(Natural-language object grounding data)

══════════

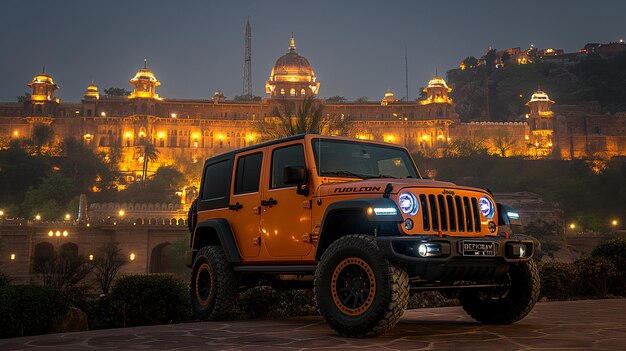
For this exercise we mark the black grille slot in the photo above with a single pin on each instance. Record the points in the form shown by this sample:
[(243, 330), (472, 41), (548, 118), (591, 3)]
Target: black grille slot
[(460, 213), (451, 213), (425, 216), (476, 214), (443, 214), (448, 213), (433, 211), (467, 208)]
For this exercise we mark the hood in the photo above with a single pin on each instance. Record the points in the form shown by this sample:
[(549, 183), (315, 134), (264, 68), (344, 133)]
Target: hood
[(377, 186)]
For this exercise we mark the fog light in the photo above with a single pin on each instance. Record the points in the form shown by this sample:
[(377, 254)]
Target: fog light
[(422, 250), (408, 224), (430, 250)]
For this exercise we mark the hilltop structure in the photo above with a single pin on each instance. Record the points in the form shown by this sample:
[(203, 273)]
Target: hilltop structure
[(190, 130)]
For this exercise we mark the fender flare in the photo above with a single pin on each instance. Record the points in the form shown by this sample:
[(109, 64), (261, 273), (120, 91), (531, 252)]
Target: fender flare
[(224, 233), (359, 205)]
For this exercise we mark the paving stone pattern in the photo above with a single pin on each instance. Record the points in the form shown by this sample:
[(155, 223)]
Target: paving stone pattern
[(577, 325)]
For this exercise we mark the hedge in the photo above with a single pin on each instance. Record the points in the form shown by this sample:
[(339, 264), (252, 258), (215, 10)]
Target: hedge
[(30, 310), (142, 300)]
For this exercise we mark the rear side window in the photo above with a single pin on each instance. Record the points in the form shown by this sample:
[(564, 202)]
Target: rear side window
[(248, 173), (286, 156), (216, 185)]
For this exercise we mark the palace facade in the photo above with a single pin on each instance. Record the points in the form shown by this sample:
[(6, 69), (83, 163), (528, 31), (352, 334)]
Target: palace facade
[(188, 130)]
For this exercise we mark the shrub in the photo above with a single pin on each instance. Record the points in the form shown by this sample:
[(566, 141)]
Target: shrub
[(614, 250), (598, 276), (4, 280), (559, 281), (30, 310), (146, 299)]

══════════

- [WHAT YOU SHOULD DO]: Only the text of the records belongs in the answer; reproduce it verbatim, with no pictures.

- [PROBLEM SOLUTION]:
For this exercise we mark the black grille slot in the photo above with a single pin on each instance. Record the points in the form shown by this sample:
[(243, 330), (472, 41), (548, 118), (591, 3)]
Target: black grille slot
[(460, 213), (451, 213), (425, 216), (476, 214), (443, 214), (448, 213), (433, 211), (467, 208)]
For this exercise we mark the hood in the photo above with a single pin on each instance. Record the points in the form shown by this sample:
[(549, 183), (315, 134), (264, 68), (344, 133)]
Target: hood
[(377, 186)]
For this exercise we mark the fog light in the photo above with a single pin on each instance. Record the points in the form shown by this sample:
[(377, 254)]
Target: fog light
[(422, 250), (408, 224), (430, 250)]
For this exercise we mark the hilltop structure in the photo above with a single pin on each instance. Record the points in the form shown by this sample:
[(203, 273)]
Target: hilltop structure
[(190, 130)]
For this exercise we mark the fender flare in the photo above with a single pin on each instance. Record the points in the form shown by this sample:
[(109, 64), (261, 273), (120, 91), (531, 252)]
Target: fender flare
[(224, 233), (359, 205)]
For this exercise we mark the paving stone pattern in the photo above with a single pin on each instance. Record the points in the form shown by this sample:
[(155, 223)]
Target: paving stone pattern
[(577, 325)]
For this exercise we mark the hedge in the photo above with a single pin on each instance. Record the points in the form shown by this sample:
[(339, 264), (252, 258), (215, 10)]
Target: hedge
[(30, 310), (142, 300)]
For this exercise we mark the rear side window in the photo above with a single pin on each instance. Record the points in the form shown by this sample:
[(564, 202)]
Target: rear side window
[(248, 173), (286, 156), (216, 185)]
For this exercise we mark the palace facade in the photo above with a single pin on each instance. Record the points in the form shown by this sample:
[(6, 69), (83, 163), (528, 31), (352, 334)]
Target: palace facade
[(188, 130)]
For this exercise we mark the shrub in the photo above with a single pin on each instance. Record the points in the form shown by this sample:
[(566, 141)]
Target: shrub
[(614, 250), (598, 276), (4, 280), (559, 281), (30, 310), (146, 299)]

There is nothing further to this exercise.